Source material -
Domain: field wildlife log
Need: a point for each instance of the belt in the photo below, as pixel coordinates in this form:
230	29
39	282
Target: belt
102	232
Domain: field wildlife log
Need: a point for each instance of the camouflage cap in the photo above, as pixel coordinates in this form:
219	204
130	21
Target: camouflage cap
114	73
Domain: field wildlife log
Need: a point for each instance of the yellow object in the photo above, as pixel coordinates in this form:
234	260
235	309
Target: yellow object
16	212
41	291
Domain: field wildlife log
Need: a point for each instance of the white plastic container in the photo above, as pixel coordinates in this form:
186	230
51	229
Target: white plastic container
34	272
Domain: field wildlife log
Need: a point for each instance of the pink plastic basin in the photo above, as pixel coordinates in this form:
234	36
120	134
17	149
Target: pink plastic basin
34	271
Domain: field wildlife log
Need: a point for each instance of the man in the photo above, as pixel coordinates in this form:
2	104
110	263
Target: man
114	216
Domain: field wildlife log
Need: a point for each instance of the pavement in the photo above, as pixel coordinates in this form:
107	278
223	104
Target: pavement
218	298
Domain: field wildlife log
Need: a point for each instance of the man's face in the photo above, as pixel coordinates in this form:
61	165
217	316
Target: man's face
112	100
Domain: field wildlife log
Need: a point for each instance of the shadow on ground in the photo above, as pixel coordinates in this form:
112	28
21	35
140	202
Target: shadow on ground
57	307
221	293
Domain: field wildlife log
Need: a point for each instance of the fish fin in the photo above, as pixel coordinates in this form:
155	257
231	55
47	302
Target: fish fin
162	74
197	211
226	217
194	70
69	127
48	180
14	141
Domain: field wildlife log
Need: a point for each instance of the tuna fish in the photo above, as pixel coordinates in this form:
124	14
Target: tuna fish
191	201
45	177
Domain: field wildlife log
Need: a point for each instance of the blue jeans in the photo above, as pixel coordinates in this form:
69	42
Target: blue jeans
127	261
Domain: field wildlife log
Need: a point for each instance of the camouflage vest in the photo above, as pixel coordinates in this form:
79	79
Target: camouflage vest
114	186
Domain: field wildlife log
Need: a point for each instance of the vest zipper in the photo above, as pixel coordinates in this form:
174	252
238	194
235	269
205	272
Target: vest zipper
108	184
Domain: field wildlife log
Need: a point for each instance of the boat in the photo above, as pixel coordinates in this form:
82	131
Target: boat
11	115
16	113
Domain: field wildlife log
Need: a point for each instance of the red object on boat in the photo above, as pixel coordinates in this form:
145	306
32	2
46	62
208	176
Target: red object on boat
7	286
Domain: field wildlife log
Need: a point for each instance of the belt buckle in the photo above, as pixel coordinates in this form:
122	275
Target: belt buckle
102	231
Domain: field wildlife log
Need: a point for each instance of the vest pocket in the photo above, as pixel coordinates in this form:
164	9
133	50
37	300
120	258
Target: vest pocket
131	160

Task objective - Every entry is to be returned exactly, with nothing dropped.

Answer box -
Domain: field wildlife log
Need: a point for each instance of the belt in the photo below, as pixel coordinates in this form:
230	29
39	282
Target: belt
102	232
Domain: field wildlife log
Need: a point for each instance of the camouflage cap in the photo above, as pixel coordinates in this form:
219	204
130	21
Target: camouflage cap
114	73
Domain: field wildlife log
Need: a point for each instance of the yellow object in the photo above, as pixel coordinates in this form:
234	260
235	309
Target: yellow object
16	212
41	291
Domain: field wildlife log
Need: a point for each instance of the white plastic container in the photo above, as pixel coordinates in this form:
186	230
51	229
Target: white plastic container
34	272
Domain: field wildlife log
Need: a point for each instance of the pink plastic basin in the photo above, as pixel coordinates in this form:
234	36
120	134
17	149
Target: pink plastic basin
34	271
Domain: field wildlife log
Need: a point for each instance of the man in the photo above, as pixel coordinates in this form:
2	104
110	263
Target: man
114	216
Domain: field wildlife log
Need: a point for each instance of the pavement in the photo above, as pixel coordinates in this form:
107	278
223	104
Target: pavement
218	298
Domain: field wildlife log
Need: a point for each instance of the man's face in the photo above, as pixel coordinates in this form:
61	165
217	316
Target: man's face
112	100
Domain: field wildlife log
Need: a point for each instance of the shadow on ground in the photo above, as pixel coordinates in this form:
112	28
21	35
140	202
Target: shadow on ground
57	307
221	293
Domain: field wildlife log
Need: a point for each instance of the fish fin in the photo above, as pixel coordinates in this form:
155	257
231	55
47	302
Target: fish fin
162	74
197	211
226	217
194	70
69	127
48	180
14	141
Domain: field wildlife log
Need: a point for each instance of the tuna fish in the photo above, as pixel coordinates in this form:
124	14
Target: tuna fish
191	201
45	177
Domain: field wildlife log
Need: a point for each instance of the blue jeans in the photo above, as pixel coordinates in this form:
69	42
Target: blue jeans
127	261
Domain: field wildlife log
Need: a point for each instance of the camouflage vest in the photo above, as pixel coordinates in this form:
79	79
Target: camouflage vest
114	186
Domain: field wildlife log
Need: a point for each instance of the vest zipper in the photo above, as pixel coordinates in this form:
174	252
238	194
235	269
205	272
Target: vest zipper
108	184
Domain: field wildlife log
Need: a point for each instance of the boat in the photo above, as pixel coordinates in this form:
82	131
Target: boat
11	115
16	113
Domain: field wildlife log
Need: a point for each instance of the red object on boat in the photo above, as pixel coordinates in this form:
145	306
32	2
46	62
208	176
Target: red object on boat
7	286
Domain: field wildlife log
Need: a point for each instance of the belt buckle in the photo above, as pixel coordinates in this form:
122	275
Target: belt buckle
102	231
Domain: field wildlife log
Need: a point for each instance of the vest pocket in the photo above, as pixel coordinates in this form:
164	9
133	50
37	300
120	258
Target: vest pocket
131	160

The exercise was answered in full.